Collection entries
________________________
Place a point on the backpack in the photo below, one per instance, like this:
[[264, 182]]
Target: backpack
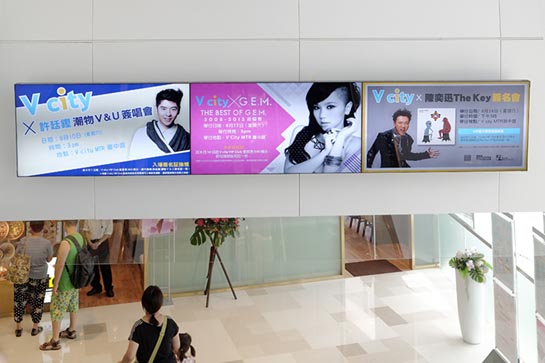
[[84, 265]]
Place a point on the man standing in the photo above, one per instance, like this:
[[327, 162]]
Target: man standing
[[97, 232], [64, 297], [163, 136], [395, 145]]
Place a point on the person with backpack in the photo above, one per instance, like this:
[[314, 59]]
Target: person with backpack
[[65, 297], [97, 233], [187, 351], [154, 337]]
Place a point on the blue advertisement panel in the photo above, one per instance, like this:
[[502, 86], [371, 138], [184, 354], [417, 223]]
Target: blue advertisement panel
[[102, 129], [441, 126], [275, 128]]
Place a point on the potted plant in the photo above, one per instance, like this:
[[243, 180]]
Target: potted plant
[[216, 230], [471, 269]]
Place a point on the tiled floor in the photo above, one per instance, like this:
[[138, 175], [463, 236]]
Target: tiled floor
[[397, 317]]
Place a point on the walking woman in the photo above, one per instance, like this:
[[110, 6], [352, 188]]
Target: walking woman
[[154, 337], [33, 292]]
________________________
- TASK DESCRIPTION
Reproduce all of the records above word for word, leaving out the pictures.

- RESULT FOR THIS TASK
Place a point on the backpack in the photo below, one per instance, like this:
[[264, 182]]
Target: backpack
[[84, 265]]
Place a point on the man standing in the photo above, one per instance, like this:
[[327, 162]]
Target: man standing
[[97, 232], [64, 297], [163, 136], [395, 145]]
Place a point on the person with backpack in the photo above, one per instance, like this:
[[314, 59]]
Target: person with backpack
[[65, 297], [97, 233], [187, 351], [154, 337]]
Place a point on the blue advertisement panel in the photo above, one per instance, like this:
[[502, 86], [371, 138], [184, 354], [417, 223]]
Target: blue advertisement panel
[[102, 129], [441, 126], [275, 128]]
Place a point on the potted plant in the photo above, one per instance, like this:
[[243, 180]]
Target: potted plant
[[216, 230], [471, 269]]
Place a point on the tiled floor in the photo above, one per instance, like this:
[[138, 175], [463, 236]]
Target: tiled floor
[[397, 317]]
Place a point on the walking woman in the photo above, one per instance, like this:
[[110, 6], [352, 188]]
Target: walking woman
[[154, 337], [33, 292]]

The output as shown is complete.